**PASSAGE**:
+ + + + +
I just want to echo what others have said. I am also newly diagnosed and just started on methmizole. My endo wanted to see me in 3 weeks and only the Columbus holiday has pushed it to 4 weeks. Most endos spend most of their time on diabetes, so it is going to take some time to find an endocrinologist you trust who has revelant hyperthyroid experience. Please for the sake of your health, find one. This is not a one size fits all disease, so it really does have to be monitored.

Good luck, I hope you feel even better soon.


----------



## jnott5 (Oct 9, 2012)
+ + + + +
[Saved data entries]
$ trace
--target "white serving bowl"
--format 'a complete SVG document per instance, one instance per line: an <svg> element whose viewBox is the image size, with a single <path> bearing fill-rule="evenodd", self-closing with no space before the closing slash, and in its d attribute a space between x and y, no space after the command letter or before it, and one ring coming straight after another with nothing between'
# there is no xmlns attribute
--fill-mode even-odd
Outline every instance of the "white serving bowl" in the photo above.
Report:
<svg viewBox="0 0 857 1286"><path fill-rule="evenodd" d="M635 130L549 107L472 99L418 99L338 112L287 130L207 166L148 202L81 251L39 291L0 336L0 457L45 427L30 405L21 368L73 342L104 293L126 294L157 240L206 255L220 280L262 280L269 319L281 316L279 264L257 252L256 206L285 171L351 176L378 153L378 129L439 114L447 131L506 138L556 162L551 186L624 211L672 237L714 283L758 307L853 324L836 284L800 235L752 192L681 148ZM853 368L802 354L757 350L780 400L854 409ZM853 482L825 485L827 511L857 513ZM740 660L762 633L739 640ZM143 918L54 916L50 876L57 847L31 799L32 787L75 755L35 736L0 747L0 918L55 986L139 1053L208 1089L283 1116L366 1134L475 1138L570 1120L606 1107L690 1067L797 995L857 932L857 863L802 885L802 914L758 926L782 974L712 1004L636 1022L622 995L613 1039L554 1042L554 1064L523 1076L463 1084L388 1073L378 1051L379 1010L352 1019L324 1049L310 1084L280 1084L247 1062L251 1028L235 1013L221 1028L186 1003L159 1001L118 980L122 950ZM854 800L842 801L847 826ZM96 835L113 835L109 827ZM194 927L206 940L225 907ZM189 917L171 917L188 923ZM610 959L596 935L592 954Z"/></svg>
+ + + + +
**WHAT YOU NEED TO DO**:
[a] In the hyperthyroid forum post, how soon did the poster's endocrinologist originally want a follow-up visit?
[b] Extend the hyperthyroid forum thread from its last line.

**RESULTS OF THE EXERCISE**:
[a] In 3 weeks.

[b]
Thanks for all the responses...just to be clear...I am not a professional golfer (though that wouldn't be bad )... I am a very good amateur and I happen to play competetive golf and worry what next year will hold.. regarding my Endo... he was "ok" when I visited him...he did explain the three options to me; thought if I were in my shoes would try ATDs. I kind of remember it was a blur, I did ask a lot of questions. We did talk about my eyes but never any recommendation for a specialist. Like I said previously he wants me back in Jan. Now that I see what others have posted that seems to be the biggest issue...I should be back sooner... He did give me a script for the following blood work for Jan: T-3, Total; T-4, Free; TSH; PTH, Intact&Cal.; Comp. Metaboliv Panel; and Vit D 250H LC/MS/MS ... So my two issues are need to be back sooner and see an eye specialist. I will be working on an earlier appointment and referral from this doctor or investiage a new Endo. As alwayus thanks for reading.


----------



## Andros (Aug 26, 2009)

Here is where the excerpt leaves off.